§ AUFGABENSTELLUNG 1
Überführe den Abschnitt der Zeilen unten, von der Zeile mit „[tag] red banner (a point for each instance)“ bis einschließlich der letzten Zeile, in eine Markdown-Tabelle mit den Spalten „Nr.“ für die fortlaufende Nummer und „Inhalt“ für die Zeile selbst. Leerzeilen entfallen.

Ernst Busse
Ernst Busse (* 24. November 1897 in Solingen; † 31. August 1952 im Lager in Workuta) war ein deutscher Politiker (KPD/SED). Er war Reichstagsabgeordneter und thüringischer Innenminister.
Leben
Busse wuchs in den armen Verhältnissen einer Solinger Familie von Messer- und Scherenschleifern auf. Schon früh engagierte er sich politisch, zunächst bei der Sozialistischen Arbeiterjugend (SAJ), dann auch beim Deutschen Metallarbeiterverband (DMV). An der Teilnahme am Ersten Weltkrieg hinderte ihn seine Lungentuberkulose, eine typische Berufskrankheit der Solinger Schleifer. Busse war deswegen als Erntearbeiter beschäftigt.
Der KPD trat er sofort nach ihrer Gründung bei, wurde Mitglied der Bezirksleitung und schrieb als Arbeiterkorrespondent und Volontär für die Bergische Arbeiterstimme. Gleichzeitig übernahm er Funktionen im DMV.

§ ÜBUNGSMATERIAL
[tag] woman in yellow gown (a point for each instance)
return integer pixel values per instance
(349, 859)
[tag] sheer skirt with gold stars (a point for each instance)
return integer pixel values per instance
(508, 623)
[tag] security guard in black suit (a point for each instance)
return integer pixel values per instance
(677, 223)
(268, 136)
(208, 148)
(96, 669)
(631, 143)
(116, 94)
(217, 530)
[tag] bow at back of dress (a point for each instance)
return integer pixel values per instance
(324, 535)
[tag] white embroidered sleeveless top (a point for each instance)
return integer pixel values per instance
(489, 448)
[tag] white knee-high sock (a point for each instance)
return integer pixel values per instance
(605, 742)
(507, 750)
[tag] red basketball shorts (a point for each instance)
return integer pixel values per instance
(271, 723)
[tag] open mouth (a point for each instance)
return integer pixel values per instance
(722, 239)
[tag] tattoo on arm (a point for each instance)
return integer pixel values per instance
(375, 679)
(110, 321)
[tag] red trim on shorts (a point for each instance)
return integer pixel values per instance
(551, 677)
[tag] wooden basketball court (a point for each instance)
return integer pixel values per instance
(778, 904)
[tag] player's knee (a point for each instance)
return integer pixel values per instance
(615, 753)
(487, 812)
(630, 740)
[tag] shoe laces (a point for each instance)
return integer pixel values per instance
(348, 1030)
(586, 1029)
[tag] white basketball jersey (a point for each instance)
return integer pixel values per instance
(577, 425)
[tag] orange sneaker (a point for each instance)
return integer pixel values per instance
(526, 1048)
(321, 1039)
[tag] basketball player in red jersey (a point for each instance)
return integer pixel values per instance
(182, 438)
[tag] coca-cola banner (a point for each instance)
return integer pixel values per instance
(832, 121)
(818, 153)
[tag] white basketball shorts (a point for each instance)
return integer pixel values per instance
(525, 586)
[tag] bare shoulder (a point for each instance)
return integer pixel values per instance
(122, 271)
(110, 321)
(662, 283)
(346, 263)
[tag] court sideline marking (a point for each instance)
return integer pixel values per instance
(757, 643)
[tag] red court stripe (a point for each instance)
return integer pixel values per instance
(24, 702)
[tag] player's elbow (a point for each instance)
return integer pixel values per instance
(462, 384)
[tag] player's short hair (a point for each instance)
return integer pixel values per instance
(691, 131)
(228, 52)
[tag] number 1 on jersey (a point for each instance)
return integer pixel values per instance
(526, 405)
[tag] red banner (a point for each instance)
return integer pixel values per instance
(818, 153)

§ AUFGABENSTELLUNG 2
Nenne alle Abkürzungen, die der Text über Ernst Busse enthält.

§ ERWARTETE ANTWORT 1
| Nr. | Inhalt |
|---|---|
| 1 | [tag] red banner (a point for each instance) |
| 2 | return integer pixel values per instance |
| 3 | (818, 153) |

§ ERWARTETE ANTWORT 2
KPD, SED, SAJ, DMV